EXTRACT TO READ:
At the same time, a quiet revolution is unfolding. Artificial intelligence (AI) and digital innovation are no longer distant buzzwords—they are shaping how loans are approved, risks are assessed, and customers are served. Instead of waiting days for an application to be processed, clients can increasingly get a credit decision in seconds. Instead of relying on broad assumptions about borrower health, banks now scan thousands of real-time data points to predict repayment ability before problems arise.
This shift matters because lending is still the heartbeat of banking in CEE. Unlike in Western Europe, where companies often raise funds through capital markets, most businesses and households in CEE depend directly on banks. The ability to lend smarter—not just more—is becoming the dividing line between banks that thrive and those that struggle.
Against this backdrop, AI isn’t just a new tool. It’s becoming the nervous system of modern lending: quietly scanning, learning, and guiding decisions. And in a region where the banking landscape is less weighed down by legacy IT, CEE lenders have the chance to leapfrog
The CEE Banking Backdrop – Fragility Meets Opportunity
Central and Eastern Europe has long been a region of contrasts in banking. On the one hand, you see fast-growing economies, entrepreneurial energy, and banks that have historically shown impressive adaptability. On the other, the sector carries structural fragilities: heavy reliance on bank lending, uneven access to capital, and the shadow of past crises that still shapes risk appetite.
Over the past few years, these contrasts have sharpened. Slower growth, tighter liquidity, and rising credit risks have left banks more cautious. Lending conditions are tougher, not just because regulators demand it, but because balance sheets demand it. Businesses are postponing investments, households are borrowing less, and in some countries, deposits are shifting faster than banks would like.
And yet, it’s in moments like these that opportunity often surfaces. The same pressures that squeeze margins also force banks to rethink how they operate. What worked in a high-growth, low-risk environment no longer holds. Efficiency, precision, and customer trust are no longer optional—they are survival lines.
- Efficiency: every decision to automate back-office processes frees up capital and talent for growth areas.
- Precision: smarter credit risk models reduce losses when non-performing loans rise.
- Trust: when customers face uncertainty, they value speed, clarity, and fairness more than ever.

[Outline entries for labeled areas]
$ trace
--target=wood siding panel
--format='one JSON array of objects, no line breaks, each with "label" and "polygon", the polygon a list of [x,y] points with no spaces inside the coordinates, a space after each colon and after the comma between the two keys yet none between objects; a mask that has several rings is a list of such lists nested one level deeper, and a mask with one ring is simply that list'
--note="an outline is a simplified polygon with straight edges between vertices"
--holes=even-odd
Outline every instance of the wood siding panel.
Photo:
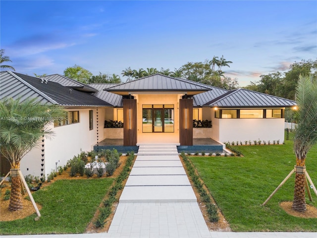
[{"label": "wood siding panel", "polygon": [[179,143],[193,145],[193,99],[179,100]]},{"label": "wood siding panel", "polygon": [[137,144],[137,100],[123,100],[123,145]]}]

WRITTEN INSTRUCTION:
Pick up the article on AI in Central and Eastern European bank lending right after its final sentence and keep writing it.

FINAL RESULT:
This is the backdrop against which AI enters the stage. It’s not arriving into a vacuum, but into a region that knows both the pain of volatility and the promise of reinvention. The question now is not whether AI has a role in CEE banking— but how quickly banks can adapt and embed it in their core.
Why AI Matters in Lending – From Gut Feeling to Data-Driven Precision
For years, many lending decisions relied on a mix of financial statements, experience, and intuition. In 2025, that approach is running out of road. Economic conditions are uneven, risks can surface quickly, and borrowers’ situations change faster than annual reviews can catch. Artificial intelligence (AI) shifts the centre of gravity: from slow, manual checks to timely, data-driven calls that improve both speed and accuracy.
The European Banking Authority (EBA) notes that European banks are increasingly applying AI methods (e.g., machine learning, natural-language processing) in credit scoring, creditworthiness assessment, fraud detection, and compliance. In plain terms, this means banks can now process more information, more often, to form a clearer picture of each borrower’s ability to repay—before problems arise.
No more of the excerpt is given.